==== STORED DATA

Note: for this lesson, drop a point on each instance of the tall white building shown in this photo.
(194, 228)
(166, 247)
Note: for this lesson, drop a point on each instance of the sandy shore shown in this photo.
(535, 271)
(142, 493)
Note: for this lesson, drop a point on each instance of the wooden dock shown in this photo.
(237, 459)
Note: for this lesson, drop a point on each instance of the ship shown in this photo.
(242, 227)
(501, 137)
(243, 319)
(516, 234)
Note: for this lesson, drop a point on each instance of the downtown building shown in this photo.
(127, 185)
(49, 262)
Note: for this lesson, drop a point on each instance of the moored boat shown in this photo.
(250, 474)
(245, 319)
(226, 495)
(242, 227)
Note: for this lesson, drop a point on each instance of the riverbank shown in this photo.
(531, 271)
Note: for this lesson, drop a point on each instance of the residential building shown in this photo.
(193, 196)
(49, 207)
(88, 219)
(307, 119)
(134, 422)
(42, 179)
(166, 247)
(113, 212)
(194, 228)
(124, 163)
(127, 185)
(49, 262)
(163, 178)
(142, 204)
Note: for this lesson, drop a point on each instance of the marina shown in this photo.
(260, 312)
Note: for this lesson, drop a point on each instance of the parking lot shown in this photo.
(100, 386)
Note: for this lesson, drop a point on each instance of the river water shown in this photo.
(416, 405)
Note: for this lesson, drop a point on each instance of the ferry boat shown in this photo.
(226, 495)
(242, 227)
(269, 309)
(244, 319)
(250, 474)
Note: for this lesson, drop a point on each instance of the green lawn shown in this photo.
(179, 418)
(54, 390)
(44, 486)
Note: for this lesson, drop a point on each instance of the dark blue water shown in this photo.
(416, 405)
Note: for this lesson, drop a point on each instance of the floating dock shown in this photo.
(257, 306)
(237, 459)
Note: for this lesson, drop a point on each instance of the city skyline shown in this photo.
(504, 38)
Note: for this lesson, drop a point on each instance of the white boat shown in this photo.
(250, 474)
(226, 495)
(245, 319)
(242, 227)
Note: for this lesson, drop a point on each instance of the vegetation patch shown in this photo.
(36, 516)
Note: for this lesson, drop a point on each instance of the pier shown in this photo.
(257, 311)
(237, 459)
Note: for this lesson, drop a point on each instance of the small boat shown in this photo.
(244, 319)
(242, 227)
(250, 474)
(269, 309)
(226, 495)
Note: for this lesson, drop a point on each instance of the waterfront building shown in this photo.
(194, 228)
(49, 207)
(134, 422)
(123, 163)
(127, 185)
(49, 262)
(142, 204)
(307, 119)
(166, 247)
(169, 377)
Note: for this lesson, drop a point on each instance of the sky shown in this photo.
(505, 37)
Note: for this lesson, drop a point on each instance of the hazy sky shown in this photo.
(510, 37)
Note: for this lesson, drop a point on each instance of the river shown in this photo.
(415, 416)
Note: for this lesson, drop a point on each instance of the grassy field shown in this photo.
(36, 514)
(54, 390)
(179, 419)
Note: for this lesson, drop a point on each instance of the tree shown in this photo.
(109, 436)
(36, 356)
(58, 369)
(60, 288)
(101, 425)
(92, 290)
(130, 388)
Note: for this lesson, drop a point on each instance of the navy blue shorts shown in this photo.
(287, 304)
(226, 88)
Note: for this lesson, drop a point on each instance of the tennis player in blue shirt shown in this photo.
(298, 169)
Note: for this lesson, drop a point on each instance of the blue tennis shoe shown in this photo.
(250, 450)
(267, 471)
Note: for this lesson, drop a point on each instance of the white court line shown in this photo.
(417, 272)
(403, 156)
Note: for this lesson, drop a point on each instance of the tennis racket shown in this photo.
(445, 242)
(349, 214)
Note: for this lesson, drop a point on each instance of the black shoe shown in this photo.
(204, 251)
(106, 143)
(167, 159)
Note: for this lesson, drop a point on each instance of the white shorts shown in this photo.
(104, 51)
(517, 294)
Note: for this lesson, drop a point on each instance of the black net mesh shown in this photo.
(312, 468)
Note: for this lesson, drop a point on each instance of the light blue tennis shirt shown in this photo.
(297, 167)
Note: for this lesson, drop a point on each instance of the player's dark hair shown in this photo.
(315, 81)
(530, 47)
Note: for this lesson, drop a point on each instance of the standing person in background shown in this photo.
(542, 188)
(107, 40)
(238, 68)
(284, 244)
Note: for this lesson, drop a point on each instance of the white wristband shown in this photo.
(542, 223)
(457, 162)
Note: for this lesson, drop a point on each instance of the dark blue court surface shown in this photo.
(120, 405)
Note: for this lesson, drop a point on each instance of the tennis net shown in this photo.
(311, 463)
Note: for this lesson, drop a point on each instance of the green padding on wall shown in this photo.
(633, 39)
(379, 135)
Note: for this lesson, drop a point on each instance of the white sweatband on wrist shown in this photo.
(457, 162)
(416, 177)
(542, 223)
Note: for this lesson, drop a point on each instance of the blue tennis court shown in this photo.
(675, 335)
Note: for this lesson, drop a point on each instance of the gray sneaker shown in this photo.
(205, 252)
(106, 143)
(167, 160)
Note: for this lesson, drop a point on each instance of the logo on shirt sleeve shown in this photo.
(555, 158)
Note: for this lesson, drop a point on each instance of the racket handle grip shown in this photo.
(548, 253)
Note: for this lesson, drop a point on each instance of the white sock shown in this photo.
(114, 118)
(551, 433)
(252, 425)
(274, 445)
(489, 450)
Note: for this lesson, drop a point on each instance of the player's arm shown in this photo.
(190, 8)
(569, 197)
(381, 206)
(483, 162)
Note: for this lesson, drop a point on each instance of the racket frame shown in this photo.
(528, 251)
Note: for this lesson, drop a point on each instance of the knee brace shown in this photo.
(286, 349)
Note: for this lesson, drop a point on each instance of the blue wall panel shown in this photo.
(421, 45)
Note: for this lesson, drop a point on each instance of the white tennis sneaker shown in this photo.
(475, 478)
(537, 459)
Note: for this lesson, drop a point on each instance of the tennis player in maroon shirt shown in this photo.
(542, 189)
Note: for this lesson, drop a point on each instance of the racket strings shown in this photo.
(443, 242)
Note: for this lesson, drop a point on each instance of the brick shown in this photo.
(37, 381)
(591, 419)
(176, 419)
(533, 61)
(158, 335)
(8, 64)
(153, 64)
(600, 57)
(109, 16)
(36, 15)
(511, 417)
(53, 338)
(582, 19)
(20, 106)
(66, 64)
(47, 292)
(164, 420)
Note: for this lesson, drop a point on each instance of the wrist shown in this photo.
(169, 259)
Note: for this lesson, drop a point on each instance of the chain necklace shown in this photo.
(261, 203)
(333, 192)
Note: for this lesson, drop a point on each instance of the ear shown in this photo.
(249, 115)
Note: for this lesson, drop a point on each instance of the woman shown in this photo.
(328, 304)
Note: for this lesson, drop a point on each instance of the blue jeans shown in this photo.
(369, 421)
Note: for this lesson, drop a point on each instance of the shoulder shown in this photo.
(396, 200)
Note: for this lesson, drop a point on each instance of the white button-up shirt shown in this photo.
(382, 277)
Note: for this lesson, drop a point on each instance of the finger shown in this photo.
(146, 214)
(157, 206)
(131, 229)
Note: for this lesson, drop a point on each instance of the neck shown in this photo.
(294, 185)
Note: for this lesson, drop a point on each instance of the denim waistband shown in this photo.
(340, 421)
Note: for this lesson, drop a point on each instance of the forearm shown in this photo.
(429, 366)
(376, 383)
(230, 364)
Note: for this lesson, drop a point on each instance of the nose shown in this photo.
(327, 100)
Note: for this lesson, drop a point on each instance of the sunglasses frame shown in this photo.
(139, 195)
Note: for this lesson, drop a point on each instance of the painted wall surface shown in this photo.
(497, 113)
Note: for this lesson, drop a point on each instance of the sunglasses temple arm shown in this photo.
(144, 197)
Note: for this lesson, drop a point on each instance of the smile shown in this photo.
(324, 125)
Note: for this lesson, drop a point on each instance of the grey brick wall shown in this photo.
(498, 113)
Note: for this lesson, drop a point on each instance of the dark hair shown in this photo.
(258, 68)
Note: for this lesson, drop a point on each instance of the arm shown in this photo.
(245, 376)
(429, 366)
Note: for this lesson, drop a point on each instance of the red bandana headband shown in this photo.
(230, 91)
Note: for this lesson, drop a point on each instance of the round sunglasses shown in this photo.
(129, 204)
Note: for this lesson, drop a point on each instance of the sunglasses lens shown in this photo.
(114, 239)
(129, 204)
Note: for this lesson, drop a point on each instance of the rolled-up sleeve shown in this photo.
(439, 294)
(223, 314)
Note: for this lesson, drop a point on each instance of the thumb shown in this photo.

========

_WHAT IS REQUIRED:_ The last part of the records is the answer, beginning at the line that holds "rolled-up sleeve shown in this photo." and including the final line, repeated exactly.

_RESULT FOR THIS EXERCISE:_
Note: for this lesson, drop a point on each instance of the rolled-up sleeve shown in this photo.
(439, 294)
(223, 314)
Note: for this lesson, drop a point on each instance of the thumb shown in this photo.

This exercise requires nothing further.